## STATED TASK
Please arrange everything below, from the line containing "containing the knotted" down to the line containing "45;204;158;390", as a Markdown table with the columns Row and Line. Number each row and leave out blank lines.

## DATA PROVIDED
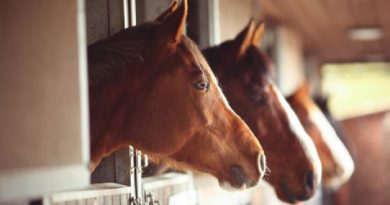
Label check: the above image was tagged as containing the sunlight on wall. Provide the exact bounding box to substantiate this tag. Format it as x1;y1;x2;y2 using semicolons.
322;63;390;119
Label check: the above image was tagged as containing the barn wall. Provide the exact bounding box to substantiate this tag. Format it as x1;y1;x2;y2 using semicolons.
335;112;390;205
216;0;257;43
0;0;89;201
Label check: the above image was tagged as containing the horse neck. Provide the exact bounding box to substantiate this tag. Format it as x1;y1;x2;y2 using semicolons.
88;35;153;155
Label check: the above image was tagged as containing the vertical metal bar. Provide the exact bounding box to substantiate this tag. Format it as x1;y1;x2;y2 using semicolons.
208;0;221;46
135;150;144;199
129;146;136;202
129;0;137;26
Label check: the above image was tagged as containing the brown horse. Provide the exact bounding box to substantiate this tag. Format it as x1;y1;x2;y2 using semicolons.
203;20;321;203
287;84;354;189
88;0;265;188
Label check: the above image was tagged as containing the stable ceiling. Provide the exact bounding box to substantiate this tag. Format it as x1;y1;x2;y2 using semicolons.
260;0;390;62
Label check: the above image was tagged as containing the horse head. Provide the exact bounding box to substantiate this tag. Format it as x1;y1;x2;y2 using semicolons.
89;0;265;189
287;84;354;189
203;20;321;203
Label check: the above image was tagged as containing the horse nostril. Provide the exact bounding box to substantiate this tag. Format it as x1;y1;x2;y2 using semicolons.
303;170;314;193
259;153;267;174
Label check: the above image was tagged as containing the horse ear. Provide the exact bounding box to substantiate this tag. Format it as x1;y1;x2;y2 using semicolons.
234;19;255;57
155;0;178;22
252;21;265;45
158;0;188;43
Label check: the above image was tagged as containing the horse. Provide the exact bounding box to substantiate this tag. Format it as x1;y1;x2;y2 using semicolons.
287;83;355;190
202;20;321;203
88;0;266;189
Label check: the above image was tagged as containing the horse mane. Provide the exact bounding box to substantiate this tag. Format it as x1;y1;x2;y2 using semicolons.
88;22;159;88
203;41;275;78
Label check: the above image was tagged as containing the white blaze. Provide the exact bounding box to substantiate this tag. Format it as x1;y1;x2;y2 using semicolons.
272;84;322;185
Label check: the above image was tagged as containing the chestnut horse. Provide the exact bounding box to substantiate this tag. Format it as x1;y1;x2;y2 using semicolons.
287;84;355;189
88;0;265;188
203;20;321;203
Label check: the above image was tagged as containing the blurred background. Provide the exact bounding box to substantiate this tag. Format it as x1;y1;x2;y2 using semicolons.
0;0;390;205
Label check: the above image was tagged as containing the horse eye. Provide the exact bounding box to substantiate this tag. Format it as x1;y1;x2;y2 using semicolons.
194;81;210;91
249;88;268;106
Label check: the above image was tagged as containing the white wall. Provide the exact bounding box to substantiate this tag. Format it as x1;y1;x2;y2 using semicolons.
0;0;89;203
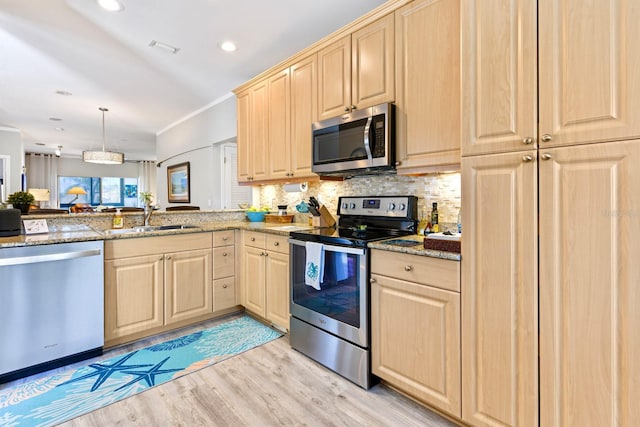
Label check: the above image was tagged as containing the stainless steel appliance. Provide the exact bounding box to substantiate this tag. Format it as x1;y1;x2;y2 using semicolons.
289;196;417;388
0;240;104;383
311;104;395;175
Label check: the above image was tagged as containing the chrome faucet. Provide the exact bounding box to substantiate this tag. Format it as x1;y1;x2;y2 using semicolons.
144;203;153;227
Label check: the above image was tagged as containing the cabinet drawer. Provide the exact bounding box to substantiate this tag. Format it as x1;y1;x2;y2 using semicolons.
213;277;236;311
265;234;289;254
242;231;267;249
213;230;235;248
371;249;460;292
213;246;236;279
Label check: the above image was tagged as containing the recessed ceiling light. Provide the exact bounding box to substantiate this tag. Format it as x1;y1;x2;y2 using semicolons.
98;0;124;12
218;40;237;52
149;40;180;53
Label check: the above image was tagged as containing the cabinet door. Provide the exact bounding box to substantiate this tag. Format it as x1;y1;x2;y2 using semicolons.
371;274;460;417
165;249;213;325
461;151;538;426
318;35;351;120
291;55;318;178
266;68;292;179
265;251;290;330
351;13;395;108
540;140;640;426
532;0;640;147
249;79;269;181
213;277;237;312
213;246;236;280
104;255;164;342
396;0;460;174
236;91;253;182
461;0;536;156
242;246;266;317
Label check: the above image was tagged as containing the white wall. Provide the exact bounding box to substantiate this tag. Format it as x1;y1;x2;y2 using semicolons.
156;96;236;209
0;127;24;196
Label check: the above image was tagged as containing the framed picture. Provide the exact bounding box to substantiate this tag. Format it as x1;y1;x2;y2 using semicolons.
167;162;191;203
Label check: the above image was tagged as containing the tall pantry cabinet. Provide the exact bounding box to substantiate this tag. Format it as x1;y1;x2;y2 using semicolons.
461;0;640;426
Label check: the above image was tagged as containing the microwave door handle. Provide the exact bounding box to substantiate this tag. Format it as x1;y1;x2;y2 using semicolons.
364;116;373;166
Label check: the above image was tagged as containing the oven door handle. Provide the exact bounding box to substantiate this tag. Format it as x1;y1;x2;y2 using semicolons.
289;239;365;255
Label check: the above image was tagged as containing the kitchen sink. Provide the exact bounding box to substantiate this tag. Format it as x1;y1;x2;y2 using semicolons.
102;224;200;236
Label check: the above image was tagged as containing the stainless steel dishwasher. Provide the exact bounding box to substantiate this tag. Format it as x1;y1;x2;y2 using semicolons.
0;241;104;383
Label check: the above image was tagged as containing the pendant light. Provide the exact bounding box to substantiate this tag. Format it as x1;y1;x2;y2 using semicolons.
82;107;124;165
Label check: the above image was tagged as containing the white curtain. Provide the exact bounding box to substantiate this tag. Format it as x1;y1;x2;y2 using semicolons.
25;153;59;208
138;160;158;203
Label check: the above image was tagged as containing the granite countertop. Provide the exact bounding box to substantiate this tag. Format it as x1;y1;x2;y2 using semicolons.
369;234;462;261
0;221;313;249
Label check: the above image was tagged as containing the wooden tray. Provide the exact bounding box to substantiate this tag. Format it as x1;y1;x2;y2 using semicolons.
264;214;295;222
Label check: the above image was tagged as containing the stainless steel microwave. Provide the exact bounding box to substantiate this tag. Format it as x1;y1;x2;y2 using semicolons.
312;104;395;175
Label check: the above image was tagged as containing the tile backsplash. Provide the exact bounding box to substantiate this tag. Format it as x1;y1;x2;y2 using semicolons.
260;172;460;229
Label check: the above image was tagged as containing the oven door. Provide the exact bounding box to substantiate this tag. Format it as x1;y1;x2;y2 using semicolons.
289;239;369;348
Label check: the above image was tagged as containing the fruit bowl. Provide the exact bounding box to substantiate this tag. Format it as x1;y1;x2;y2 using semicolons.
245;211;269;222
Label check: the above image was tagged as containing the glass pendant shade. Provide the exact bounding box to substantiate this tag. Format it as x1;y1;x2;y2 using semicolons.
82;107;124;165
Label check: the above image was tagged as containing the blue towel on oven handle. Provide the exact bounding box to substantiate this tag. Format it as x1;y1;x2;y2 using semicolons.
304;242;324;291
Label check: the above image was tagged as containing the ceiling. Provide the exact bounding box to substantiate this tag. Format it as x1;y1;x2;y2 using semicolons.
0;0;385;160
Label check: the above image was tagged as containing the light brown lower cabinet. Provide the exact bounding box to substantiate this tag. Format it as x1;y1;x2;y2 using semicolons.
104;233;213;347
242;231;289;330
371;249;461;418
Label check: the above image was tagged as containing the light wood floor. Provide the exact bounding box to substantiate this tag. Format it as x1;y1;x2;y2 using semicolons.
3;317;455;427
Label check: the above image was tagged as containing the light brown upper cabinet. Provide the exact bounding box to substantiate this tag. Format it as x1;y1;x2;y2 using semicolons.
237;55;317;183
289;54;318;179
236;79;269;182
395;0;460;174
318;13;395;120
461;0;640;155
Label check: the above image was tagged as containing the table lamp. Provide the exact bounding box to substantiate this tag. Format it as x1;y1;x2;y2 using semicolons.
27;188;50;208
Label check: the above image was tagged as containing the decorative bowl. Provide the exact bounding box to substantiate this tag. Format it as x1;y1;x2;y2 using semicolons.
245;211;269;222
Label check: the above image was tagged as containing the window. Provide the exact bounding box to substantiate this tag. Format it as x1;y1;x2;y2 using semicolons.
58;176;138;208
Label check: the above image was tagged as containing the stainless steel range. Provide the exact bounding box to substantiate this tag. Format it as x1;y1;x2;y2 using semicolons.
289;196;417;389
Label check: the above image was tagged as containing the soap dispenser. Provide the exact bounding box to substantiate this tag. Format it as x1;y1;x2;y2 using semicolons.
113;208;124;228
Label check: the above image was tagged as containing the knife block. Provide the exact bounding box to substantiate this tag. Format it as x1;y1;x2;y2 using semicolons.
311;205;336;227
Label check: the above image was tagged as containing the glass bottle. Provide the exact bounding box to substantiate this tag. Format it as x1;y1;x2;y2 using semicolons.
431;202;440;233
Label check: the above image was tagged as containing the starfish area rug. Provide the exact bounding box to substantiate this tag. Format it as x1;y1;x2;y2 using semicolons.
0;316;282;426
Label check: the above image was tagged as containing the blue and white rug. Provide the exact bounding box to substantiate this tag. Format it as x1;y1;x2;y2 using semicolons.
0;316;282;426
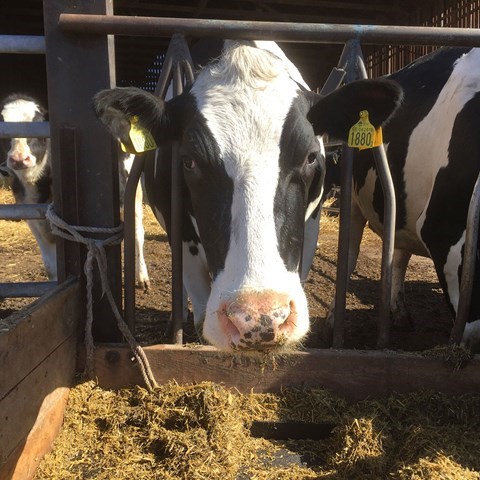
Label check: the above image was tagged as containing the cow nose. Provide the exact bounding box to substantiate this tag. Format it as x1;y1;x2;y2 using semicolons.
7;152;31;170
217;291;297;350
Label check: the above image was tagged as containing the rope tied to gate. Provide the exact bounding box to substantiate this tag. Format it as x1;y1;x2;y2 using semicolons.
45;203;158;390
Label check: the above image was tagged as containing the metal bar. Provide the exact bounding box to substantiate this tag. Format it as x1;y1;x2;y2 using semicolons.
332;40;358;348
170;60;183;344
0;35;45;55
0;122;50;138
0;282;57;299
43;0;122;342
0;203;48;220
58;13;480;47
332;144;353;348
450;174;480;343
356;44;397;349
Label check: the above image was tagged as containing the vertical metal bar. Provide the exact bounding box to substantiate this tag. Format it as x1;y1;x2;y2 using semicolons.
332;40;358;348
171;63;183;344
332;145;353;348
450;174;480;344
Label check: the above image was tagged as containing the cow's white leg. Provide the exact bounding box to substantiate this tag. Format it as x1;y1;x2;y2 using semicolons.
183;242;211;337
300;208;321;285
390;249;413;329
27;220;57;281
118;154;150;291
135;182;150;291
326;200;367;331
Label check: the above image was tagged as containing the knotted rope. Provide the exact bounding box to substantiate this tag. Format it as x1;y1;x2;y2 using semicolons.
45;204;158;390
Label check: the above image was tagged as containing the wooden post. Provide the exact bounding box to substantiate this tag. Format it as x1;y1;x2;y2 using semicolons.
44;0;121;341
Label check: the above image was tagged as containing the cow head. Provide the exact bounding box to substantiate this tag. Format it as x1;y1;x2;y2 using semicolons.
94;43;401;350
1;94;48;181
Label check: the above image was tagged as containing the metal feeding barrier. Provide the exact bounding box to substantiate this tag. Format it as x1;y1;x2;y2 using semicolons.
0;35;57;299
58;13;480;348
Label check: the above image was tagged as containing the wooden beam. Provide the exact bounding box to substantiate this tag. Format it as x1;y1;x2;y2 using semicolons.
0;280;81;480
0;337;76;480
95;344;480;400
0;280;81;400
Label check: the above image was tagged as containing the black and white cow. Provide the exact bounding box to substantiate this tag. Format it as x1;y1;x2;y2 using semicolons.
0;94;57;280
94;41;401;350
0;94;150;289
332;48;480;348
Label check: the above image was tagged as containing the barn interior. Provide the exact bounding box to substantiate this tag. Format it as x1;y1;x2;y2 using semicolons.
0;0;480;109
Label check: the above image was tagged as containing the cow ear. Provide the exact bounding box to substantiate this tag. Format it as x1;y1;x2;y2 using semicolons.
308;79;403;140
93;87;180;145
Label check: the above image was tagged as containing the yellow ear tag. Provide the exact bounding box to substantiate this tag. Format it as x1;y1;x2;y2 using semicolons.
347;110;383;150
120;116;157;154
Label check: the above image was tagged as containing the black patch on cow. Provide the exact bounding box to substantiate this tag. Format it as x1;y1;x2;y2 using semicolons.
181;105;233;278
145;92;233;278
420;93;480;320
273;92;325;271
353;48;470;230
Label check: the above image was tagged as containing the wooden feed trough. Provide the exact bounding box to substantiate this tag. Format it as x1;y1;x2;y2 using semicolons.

## EXPECTED OUTPUT
| Row | Line |
|---|---|
| 1 | Label check: the above image was tagged as containing the knotted rope. Provide the exact bounding box to substantiate this tag. Format it as x1;y1;x2;y2 using semicolons. |
| 2 | 45;204;158;390 |